SOURCE =>
start

# Another Robbery



## Kaizer (10/10/16)

I see on FB that Skyblue also had a break in last night. Not sure how bad it was but I hope all our vendors are increasing their security and they are properly insured.

Reactions: Agree 1


----------



## stehan (10/10/16)

The e-cig stores in the malls even aswell.


----------



## Imtiaaz (10/10/16)

The skelms finally realize how expensive and in demand mods are, so just a word of caution to everyone vaping out and about, please be safe as they are not just going to hit stores, I have heard of people being mugged for there devices. 

This is really sad but it is the reality we find ourselves in

Reactions: Agree 2


----------



## BumbleBee (10/10/16)

It sounds like it was pretty bad @Kaizer, looks like they were also cleaned out


----------



## SmokeyJoe (10/10/16)

Wouldnt surprise me if its the same bastards

Reactions: Agree 1


----------



## Soutie (10/10/16)

this is terrible, looks like they are definitely targeting vape stores now.


----------



## Rafique (10/10/16)

Who robs a vape store, I mean yoh. Either these guys vape or done their research on how vaping is growing.

I'd understand if it was one vendor, maybe guys just trying their luck but so many. something fishy.

Reactions: Like 1 | Agree 2


----------



## PuffingCrow (10/10/16)

I think its important to get the message out that nobody should buy these stolen goods, if it looks to good to be true it probably is, lets not create a supply and demand for a vaping black market, it will be detrimental to the industry.

Reactions: Agree 4 | Winner 2


----------



## Metal Liz (10/10/16)

Absolutely sickening!

Reactions: Agree 1


----------



## RichJB (10/10/16)

@Rafique, it's not research on how vaping is growing, but on how much vaping products can be sold for if you fill a box with them. The thieves' favourite is jewelry and Kruger Rands, then guns, then Apple and other personal devices, then cameras and laptops. Once we get down to bulky items like CRT TVs and desktop PCs, they become too much of a schlep to steal at too low a selling cost. Despite having had a couple of break-ins, I've never had my CRT TV or desktop PC stolen. They're too big and heavy to be worth it.

I guess vape gear is in the camera/laptop region when it comes to value per weight/volume. So it will be popular with thieves. Concentrates too although it would be hard to move those because the bottles are branded with the victim vendor's name. But if they can get the bulk container as it comes from the supplier, eish man. At R40 per 10ml, a 2l bottle of concentrate is worth 8 grand retail. Criminals will want that big time.

They will probably find that this is a syndicate that knows about the value of vape gear and is targeting vendors as they perceive them to be low-security businesses. These syndicates have moles everywhere - delivery and courier companies, maintenance services, and a whole bunch of other service providers who are given access to business premises. If you are keeping relatively large volumes of valuable stock, chances are the syndicates know about you already. Even if you run a business from home and you don't allow collections. Criminals have eyes everywhere. Be safe, peeps.

end

ENTRIES SHOWN =>
start

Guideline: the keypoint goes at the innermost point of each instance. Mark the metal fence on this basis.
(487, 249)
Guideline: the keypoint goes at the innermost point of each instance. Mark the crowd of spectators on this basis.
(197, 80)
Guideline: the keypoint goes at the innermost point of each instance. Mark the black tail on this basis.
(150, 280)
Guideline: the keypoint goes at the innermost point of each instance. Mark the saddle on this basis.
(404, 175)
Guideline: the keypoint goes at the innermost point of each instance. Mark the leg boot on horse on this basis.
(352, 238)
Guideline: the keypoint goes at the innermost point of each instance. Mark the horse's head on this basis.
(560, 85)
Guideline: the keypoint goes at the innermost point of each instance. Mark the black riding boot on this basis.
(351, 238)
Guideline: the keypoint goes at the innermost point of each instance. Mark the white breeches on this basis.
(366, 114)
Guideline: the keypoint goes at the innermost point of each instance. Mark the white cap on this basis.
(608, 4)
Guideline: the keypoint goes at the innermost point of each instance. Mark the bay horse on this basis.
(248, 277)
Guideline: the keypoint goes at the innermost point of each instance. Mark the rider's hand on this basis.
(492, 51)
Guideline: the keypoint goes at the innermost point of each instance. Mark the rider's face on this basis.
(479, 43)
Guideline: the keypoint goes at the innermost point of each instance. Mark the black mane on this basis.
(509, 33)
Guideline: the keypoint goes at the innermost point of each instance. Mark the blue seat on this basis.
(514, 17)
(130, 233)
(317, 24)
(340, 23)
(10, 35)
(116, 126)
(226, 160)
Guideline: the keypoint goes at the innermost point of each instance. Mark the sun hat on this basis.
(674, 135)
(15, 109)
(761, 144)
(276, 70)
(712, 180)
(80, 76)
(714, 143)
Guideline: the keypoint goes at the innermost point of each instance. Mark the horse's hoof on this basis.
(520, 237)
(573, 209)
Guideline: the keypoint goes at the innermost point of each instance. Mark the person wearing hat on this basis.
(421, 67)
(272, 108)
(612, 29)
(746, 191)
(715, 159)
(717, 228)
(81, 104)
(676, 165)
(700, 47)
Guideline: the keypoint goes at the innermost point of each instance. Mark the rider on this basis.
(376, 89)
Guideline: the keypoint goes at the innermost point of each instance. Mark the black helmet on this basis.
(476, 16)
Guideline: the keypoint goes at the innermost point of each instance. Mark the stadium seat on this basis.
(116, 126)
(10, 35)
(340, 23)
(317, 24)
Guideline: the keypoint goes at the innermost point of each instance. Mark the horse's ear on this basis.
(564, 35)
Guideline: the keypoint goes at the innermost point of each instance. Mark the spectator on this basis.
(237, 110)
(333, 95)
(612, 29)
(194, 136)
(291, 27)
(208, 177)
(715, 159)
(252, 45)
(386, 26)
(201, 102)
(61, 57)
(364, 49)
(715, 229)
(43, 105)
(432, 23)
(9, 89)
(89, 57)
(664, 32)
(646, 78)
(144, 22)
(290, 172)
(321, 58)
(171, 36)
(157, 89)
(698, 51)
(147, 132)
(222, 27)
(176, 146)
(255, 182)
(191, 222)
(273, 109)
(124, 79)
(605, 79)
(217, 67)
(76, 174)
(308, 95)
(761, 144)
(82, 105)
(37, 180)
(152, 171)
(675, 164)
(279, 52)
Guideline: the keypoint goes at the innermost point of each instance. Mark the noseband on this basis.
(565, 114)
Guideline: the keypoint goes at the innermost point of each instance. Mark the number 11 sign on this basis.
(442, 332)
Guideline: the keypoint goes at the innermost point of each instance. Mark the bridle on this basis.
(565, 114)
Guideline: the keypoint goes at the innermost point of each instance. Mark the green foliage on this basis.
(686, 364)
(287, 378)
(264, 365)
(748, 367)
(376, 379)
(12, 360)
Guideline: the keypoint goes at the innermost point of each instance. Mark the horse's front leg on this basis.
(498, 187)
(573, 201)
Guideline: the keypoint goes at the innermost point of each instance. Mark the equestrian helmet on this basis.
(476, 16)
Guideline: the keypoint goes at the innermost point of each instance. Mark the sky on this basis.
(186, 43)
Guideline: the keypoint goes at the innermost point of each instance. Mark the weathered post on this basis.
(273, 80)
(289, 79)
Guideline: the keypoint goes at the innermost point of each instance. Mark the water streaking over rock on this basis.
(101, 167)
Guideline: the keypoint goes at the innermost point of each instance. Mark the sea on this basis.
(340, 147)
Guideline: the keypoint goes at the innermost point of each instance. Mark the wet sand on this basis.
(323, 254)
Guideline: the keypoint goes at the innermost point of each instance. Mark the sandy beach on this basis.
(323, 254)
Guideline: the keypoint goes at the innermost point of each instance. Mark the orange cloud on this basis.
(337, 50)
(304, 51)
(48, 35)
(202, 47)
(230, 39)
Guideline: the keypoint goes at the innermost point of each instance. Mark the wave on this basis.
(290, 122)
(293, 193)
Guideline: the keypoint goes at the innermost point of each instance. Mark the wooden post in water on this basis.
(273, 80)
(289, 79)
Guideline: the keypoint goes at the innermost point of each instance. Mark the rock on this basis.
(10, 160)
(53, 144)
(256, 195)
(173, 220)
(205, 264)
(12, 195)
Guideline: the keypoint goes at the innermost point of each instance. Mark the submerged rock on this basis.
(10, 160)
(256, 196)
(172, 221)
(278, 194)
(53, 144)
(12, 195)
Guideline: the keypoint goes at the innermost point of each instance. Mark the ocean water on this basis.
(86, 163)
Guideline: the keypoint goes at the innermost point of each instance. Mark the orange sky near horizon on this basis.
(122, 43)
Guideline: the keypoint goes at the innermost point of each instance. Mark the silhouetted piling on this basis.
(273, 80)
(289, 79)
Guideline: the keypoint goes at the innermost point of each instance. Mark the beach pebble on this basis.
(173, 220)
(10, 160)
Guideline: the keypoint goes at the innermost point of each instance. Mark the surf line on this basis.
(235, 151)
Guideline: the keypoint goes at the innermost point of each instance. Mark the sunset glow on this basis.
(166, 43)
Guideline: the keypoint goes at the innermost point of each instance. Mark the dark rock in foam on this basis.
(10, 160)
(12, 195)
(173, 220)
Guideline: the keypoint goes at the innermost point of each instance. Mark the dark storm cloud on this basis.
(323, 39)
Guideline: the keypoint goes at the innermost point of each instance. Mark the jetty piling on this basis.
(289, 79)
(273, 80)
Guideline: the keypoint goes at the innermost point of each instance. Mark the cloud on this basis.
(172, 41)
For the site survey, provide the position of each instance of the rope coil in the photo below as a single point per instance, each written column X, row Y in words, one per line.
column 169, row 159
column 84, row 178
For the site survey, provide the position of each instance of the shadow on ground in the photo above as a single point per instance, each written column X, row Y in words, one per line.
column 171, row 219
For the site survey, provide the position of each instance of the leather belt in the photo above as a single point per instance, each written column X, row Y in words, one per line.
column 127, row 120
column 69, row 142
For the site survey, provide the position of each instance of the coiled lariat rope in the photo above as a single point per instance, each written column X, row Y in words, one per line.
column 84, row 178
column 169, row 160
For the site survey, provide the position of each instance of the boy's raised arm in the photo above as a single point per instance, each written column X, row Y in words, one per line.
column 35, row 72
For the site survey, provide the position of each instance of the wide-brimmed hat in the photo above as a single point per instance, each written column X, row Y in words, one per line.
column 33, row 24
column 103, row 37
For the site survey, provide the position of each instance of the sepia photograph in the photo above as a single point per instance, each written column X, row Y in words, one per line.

end

WHAT THE EXERCISE ASKS => Duplicate the stretch of the forum thread on vape store robberies from "Who robs a vape" through "## PuffingCrow (10/10/16)".

EXPECTED ANSWER =>
Who robs a vape store, I mean yoh. Either these guys vape or done their research on how vaping is growing.

I'd understand if it was one vendor, maybe guys just trying their luck but so many. something fishy.

Reactions: Like 1 | Agree 2


----------



## PuffingCrow (10/10/16)